Task instructions:
1. In the Pythia v0.5.0 passage, what does the new version optimize for instead of per-minute accuracy?
2. Extend the Pythia v0.5.0 passage, picking up right after its final sentence.

Optimization objective: day-level P&L, not per-minute accuracy. Previous Pythia versions optimized for the accuracy of every minute-by-minute prediction. The new version optimizes for cumulative profit across the full session — 9:30 AM to 4:00 PM ET. The change matters because that's how the signal is actually used. A model that's slightly less accurate per-minute but produces a stronger end-of-day P&L curve is the model customers want.

None of these are exotic ideas. The interesting part is what happens when you combine them with the decision to stop refitting.

The point isn't to beat the prior backtest

A model that's refit every quarter has a structural advantage on its own backtest: each version is tested in the window it was specialized for. That can produce strong numbers that don't reproduce in live trading, because the next regime isn't the one the model was tuned for.

The point of v0.5.0 isn't to beat the prior model in every cell of the backtest table. It's to make backtest performance translate to live performance — to compress the gap between what we see in evaluation and what customers see in production.

That changes how to read the numbers. Q1 2026 — the most recent out-of-sample window — looks like this:

Table 1: Q1 2026 Sharpe ratio — prior model vs Pythia v0.5.0

Signal	Prior model	Pythia v0.5.0
S&P 500	1.25	1.43
Nasdaq-100	0.97	0.43
Russell 2000	1.89	2.89
Dow Jones	−1.38	1.94

The Dow Jones line (−1.38 → 1.94) and the Russell 2000 line (1.89 → 2.89) show what happens when an out-of-sample regime is one the prior model wasn't tuned for. The Nasdaq-100 line is the visible cost of giving up quarterly specialization. We're not arguing around it.

What we expect customers to care about, six months from now, is not any single Sharpe in that table. It's whether the live numbers look like the backtest numbers.

The cross-asset test

The strongest test of "built to generalize" isn't how the model does on the indices it was developed alongside. It's how it does on instruments it wasn't tuned for at all.

The Gold and Silver signals we released in April were trained with the same architecture. The architecture wasn't tuned to commodity microstructure; the same training process that produced the equity-index signals produced these. How they perform out-of-sample over the coming months is the most direct test of whether the approach generalizes.

Data section:

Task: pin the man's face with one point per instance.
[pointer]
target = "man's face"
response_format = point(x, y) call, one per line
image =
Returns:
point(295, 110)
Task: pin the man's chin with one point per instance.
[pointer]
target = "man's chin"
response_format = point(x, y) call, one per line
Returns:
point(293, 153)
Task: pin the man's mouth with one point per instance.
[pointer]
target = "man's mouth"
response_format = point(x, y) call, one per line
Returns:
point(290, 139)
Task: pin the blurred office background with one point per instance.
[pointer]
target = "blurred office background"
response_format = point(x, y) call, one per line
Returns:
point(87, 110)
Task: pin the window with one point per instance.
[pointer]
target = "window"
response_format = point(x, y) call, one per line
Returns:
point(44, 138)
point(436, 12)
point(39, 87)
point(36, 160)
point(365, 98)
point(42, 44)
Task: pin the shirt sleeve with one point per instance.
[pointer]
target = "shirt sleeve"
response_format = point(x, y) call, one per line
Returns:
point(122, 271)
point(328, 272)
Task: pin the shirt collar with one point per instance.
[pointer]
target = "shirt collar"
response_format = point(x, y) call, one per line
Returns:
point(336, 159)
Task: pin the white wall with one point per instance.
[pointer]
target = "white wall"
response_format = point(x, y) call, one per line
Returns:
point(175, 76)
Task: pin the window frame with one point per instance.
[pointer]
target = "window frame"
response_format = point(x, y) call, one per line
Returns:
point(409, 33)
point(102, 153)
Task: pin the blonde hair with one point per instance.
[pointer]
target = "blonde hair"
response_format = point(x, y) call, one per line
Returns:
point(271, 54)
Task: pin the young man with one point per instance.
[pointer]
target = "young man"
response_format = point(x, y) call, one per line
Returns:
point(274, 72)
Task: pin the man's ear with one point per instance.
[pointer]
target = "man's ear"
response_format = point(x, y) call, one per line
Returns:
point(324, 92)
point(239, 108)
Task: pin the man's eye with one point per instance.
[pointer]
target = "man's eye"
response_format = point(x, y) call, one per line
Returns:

Answers to the exercises:
1. Cumulative profit across the full session, from 9:30 AM to 4:00 PM ET.

2.
Seed stability

A reproducible training process should land in the same place each time it's run. The prior approach didn't always: a sweep of seed-equivalent runs — same data, same architecture, only the random seed changed — could produce instances with materially different Sharpe ratios. v0.5.0 tightens that. Retraining with different seeds now produces instances whose Sharpe ratios cluster closely together. The model in production isn't a lucky pick from a noisy distribution; it's representative of any sibling instance trained the same way.

Cadence

One operational note worth surfacing. We ran the same v0.5.0 model at 1-minute, 5-minute, and 10-minute trading cadences across all four equity-index signals. Sharpes came in within roughly 0.05 of each other. The signal isn't a high-frequency artifact that decays if you don't trade every minute — customers can pick a cadence that fits their operations and their cost structure.

What's next

v0.5.0 is the current state of Pythia, not the end state. A few research directions we're actively working on for the next releases:

Reinforcement-learning confidence and sizing. Today the signal is UP / STABLE / DOWN. We're moving to a continuous score from −10 to +10 that captures both direction and confidence, trained via reinforcement learning on full-session P&L. The existing categorical interface keeps working via simple thresholds.
Overnight and pre-market data as input. Today the model only sees the regular session. Extending the inputs to overnight and pre-market hours lets it pick up on what's happening before the open.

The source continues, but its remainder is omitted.